─── PAGE TEXT ───

This Is AuburnElectronic Theses and Dissertations

Contributions of Vimentin to Skeletal Muscle Hypertrophy

Date

2024-04-19

Author

Godwin, Joshua

Type of Degree

PhD Dissertation

Department

Kinesiology

Restriction Status

EMBARGOED

Restriction Type

Auburn University Users

Date Available

04-19-2025

Abstract

Our laboratory has performed various experiments examining the proteomic alterations that coincide with mechanical overload (MOV)-induced skeletal muscle hypertrophy. With this same intent we first sought to determine how 10 weeks of resistance training in 15 college-aged females affected protein concentrations in different tissue fractions. Training, which promoted significant lower body muscle- and fiber-level hypertrophy, notably increased sarcolemmal/membrane protein content (+10.1%, p<0.05). Sarcolemmal/membrane protein isolates were queried using mass-spectrometry-based proteomics, ~10% (38/387) of proteins were up-regulated (>1.5-fold, p<0.05), and one of these targets (the intermediate filament vimentin, VIM) warranted further investigation. VIM expression was first examined in the plantaris muscles of 4-month-old C57BL/6 mice following 10- and 20-days of MOV via synergist ablation. Relative to Sham (control) mice, VIM mRNA and protein content significantly increased in MOV mice. Immunohistochemistry corroborated these findings and showed that VIM was localized to the extracellular matrix (ECM). The 10- and 20-day MOV experiment was replicated in Pax7-DTA mice, and results indicated satellite cell depletion significantly blunted the presence of VIM in the ECM. A series of follow-up cell culture experiments supported that myoblasts, rather than myofibers, likely produce VIM in response to anabolic stimuli. Finally, a third 10- and 20-day MOV experiment was performed in C57BL/6 mice intramuscularly injected with either AAV9-scrambled (control) or AAV9-VIM shRNA. While VIM shRNA injections significantly blunted the presence of VIM (~50%), plantaris masses were similar between injection groups in response to MOV. However, a leftward (smaller) myofiber size shift in response to MOV was observed in VIM shRNA mice, and this coincided with appreciably more myofibers presenting a regeneration phenotype (MyHCemb-positive fibers with centrally located nuclei). Using a highly integrative approach, we propose that skeletal muscle VIM is a mechanosensitive target predominantly localized to the ECM and produced by satellite cells. Moreover, a disruption in VIM expression during MOV leads to dysfunctional skeletal muscle hypertrophy.

─── SUPPLIED INFORMATION ───

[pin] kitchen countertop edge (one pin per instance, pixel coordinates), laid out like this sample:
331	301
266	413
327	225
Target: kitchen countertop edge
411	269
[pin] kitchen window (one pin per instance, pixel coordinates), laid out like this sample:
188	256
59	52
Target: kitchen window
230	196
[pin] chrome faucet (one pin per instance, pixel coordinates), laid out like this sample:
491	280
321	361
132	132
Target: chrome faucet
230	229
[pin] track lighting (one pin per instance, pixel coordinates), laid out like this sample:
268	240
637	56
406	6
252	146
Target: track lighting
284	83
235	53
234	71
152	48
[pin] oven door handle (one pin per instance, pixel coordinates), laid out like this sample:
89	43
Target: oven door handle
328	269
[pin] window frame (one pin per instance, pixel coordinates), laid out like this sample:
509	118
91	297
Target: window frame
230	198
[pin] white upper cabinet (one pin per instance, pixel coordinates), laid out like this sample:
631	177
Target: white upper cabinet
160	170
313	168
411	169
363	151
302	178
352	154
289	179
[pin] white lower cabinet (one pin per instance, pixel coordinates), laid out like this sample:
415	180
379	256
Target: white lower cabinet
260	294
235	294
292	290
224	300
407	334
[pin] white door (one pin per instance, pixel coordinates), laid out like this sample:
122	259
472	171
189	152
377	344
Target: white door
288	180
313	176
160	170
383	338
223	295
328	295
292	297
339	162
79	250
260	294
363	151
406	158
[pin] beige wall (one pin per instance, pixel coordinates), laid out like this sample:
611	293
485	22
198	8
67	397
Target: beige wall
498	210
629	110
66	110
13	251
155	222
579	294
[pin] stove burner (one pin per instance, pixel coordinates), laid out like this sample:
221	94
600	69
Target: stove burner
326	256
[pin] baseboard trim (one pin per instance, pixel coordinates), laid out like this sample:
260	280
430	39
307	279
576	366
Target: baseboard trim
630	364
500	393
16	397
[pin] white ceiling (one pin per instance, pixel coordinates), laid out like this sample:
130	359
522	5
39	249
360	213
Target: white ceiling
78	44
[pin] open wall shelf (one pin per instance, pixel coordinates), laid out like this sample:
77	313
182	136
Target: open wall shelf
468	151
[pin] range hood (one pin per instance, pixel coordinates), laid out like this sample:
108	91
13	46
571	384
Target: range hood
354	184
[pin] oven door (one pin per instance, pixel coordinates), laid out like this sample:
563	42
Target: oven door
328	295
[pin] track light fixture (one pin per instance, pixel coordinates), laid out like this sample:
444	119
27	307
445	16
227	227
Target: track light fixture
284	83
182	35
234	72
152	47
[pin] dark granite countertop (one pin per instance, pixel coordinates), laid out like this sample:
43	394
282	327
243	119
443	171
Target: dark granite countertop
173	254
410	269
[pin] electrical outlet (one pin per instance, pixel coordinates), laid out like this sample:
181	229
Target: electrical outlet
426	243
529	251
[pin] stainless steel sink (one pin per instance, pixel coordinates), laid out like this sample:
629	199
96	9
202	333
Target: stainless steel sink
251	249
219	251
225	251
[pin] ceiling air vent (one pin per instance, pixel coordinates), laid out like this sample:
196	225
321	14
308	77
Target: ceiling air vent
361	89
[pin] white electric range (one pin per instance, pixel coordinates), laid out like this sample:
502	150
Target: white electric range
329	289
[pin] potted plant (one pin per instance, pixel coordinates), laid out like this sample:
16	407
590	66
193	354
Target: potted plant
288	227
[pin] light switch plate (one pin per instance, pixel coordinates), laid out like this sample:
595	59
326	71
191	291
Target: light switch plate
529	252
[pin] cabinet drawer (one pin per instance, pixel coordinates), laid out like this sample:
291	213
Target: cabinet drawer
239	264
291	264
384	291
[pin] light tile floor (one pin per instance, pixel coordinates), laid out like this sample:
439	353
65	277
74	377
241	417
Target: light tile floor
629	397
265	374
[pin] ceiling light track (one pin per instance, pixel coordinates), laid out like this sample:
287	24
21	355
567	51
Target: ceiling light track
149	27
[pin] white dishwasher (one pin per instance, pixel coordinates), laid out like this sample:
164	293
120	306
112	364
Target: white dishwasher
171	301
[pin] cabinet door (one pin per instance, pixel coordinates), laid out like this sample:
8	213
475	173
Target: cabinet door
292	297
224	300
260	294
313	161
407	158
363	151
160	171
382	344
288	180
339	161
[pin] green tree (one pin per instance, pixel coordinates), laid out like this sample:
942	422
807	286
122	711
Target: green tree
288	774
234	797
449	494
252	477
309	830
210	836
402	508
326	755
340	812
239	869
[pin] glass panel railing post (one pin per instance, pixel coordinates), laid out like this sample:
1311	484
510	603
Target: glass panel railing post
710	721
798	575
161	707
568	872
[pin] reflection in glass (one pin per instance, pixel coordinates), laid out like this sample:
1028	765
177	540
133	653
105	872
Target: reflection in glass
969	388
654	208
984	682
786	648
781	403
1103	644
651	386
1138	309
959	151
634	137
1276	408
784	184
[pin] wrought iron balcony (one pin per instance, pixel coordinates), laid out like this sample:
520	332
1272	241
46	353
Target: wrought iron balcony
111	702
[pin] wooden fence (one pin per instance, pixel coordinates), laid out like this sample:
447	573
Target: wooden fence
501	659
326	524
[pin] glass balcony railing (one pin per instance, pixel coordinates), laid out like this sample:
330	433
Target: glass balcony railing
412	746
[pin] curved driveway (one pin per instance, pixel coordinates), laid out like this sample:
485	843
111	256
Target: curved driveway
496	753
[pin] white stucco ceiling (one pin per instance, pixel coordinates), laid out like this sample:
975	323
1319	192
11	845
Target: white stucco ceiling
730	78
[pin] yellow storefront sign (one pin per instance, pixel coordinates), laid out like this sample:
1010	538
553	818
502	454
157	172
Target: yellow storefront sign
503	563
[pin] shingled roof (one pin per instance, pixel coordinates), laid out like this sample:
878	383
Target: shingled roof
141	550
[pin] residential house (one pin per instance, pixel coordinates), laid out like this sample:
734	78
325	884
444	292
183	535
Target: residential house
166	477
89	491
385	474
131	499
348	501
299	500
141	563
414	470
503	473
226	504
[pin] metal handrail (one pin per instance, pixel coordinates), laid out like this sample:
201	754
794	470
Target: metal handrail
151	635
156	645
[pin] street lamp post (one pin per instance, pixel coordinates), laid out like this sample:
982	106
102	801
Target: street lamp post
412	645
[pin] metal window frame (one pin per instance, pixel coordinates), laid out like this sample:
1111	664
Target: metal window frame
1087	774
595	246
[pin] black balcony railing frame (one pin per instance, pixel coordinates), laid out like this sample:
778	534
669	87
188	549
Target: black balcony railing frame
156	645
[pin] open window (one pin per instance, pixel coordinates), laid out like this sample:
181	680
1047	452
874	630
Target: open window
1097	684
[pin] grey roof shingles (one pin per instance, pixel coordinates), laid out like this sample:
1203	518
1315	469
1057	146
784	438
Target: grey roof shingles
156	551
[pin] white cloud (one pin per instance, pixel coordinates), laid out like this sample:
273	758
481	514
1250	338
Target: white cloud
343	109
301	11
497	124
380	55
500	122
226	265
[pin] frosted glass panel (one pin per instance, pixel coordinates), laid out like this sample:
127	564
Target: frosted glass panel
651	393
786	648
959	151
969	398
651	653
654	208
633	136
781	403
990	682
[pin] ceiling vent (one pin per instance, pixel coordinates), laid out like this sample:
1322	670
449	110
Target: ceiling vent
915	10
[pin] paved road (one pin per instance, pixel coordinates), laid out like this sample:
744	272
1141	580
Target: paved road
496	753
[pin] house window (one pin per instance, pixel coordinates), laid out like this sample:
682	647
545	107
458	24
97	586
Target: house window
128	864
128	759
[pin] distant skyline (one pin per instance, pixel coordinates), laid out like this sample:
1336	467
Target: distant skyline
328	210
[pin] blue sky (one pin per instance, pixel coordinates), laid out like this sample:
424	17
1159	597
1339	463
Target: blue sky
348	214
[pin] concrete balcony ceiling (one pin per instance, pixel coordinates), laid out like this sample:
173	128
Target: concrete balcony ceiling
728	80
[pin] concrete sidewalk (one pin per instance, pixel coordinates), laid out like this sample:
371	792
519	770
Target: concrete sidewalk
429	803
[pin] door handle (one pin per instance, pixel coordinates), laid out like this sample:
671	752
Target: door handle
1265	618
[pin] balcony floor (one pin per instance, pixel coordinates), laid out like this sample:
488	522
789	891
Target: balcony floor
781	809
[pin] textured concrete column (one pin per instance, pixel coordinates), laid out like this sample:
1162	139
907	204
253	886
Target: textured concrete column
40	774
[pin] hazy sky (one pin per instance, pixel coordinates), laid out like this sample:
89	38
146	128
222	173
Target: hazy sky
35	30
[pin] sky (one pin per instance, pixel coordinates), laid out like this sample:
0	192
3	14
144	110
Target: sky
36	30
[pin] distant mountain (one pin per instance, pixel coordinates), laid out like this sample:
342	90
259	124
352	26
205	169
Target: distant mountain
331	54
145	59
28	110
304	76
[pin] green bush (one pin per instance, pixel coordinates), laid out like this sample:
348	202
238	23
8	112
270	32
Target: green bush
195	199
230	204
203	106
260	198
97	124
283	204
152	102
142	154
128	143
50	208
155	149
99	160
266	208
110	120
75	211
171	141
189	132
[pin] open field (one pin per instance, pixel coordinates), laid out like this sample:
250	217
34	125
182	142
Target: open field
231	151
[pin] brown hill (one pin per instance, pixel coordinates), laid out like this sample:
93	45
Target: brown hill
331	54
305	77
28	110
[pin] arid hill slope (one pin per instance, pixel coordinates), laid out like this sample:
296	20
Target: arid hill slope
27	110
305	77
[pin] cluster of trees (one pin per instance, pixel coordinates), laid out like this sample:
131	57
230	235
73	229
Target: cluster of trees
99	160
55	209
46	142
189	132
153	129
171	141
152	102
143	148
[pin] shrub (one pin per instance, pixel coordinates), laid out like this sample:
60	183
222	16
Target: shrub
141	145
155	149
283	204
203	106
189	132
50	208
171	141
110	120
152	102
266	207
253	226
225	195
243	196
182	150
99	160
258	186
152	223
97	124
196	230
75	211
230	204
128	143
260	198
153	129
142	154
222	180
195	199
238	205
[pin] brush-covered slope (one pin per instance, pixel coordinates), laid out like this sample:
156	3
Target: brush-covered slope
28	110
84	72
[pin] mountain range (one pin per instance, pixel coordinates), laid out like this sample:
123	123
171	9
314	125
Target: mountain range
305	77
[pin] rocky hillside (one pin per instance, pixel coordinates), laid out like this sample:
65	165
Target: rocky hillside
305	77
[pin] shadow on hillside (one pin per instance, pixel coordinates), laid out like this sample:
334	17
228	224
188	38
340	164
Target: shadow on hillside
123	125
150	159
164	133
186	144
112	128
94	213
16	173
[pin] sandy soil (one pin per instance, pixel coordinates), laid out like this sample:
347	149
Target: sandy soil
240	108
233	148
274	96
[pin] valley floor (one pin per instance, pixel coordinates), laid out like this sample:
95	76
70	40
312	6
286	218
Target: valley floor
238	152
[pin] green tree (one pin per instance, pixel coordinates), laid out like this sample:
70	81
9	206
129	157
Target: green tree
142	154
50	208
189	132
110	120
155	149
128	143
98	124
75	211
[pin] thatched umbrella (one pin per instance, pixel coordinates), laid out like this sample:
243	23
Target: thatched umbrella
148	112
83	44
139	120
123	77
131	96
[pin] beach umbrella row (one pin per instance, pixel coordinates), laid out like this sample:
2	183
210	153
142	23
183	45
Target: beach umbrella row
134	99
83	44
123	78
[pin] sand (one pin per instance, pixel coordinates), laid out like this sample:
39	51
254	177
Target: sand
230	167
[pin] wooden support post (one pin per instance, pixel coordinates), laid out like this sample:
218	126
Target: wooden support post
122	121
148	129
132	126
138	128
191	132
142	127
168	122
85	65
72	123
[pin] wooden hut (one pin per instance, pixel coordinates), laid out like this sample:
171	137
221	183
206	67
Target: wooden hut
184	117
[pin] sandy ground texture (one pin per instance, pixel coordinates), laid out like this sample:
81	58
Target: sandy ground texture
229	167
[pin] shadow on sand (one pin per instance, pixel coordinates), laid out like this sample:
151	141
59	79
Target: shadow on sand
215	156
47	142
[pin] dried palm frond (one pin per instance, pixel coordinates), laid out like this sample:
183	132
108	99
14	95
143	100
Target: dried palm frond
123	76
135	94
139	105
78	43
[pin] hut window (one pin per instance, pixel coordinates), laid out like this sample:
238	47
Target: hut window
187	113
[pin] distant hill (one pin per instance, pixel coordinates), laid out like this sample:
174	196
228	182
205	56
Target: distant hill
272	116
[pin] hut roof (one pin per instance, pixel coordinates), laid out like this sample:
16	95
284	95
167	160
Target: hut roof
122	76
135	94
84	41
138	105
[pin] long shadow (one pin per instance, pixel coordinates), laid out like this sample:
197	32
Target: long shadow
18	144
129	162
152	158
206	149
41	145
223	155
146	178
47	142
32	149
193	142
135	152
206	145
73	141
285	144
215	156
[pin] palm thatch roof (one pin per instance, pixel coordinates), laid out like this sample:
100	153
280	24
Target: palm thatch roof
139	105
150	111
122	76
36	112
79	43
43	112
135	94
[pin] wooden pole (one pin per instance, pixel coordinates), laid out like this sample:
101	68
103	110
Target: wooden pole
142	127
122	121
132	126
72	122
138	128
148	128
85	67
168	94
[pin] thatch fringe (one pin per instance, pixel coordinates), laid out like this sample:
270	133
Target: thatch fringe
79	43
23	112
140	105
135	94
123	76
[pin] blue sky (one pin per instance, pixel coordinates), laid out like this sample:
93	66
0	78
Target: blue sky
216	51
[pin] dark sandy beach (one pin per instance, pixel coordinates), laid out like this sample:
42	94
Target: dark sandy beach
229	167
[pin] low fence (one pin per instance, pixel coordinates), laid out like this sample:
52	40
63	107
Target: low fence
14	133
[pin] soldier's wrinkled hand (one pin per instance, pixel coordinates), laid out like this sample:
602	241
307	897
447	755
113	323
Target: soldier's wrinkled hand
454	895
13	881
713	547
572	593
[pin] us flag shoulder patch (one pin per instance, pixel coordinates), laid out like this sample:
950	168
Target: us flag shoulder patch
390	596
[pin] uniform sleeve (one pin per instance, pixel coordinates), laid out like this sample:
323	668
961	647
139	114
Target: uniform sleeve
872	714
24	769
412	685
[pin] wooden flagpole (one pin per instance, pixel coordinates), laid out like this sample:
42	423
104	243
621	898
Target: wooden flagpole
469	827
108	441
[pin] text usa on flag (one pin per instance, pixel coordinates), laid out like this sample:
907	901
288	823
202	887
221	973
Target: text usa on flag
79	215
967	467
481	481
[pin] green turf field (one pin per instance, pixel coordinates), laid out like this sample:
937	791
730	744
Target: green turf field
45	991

───

▶ TASK INSTRUCTIONS
1/ Using the dissertation record, explain in one to three sentences what evidence supports the proposal that skeletal muscle vimentin is produced by satellite cells.
2/ According to the dissertation record, by how much did 10 weeks of resistance training increase sarcolemmal/membrane protein content?

▶ TASK SOLUTIONS
1/ When the mechanical overload experiment was repeated in Pax7-DTA mice, depleting satellite cells significantly blunted the presence of vimentin in the extracellular matrix. Follow-up cell culture experiments also indicated that myoblasts, rather than myofibers, likely produce vimentin in response to anabolic stimuli.

2/ By 10.1% (p<0.05).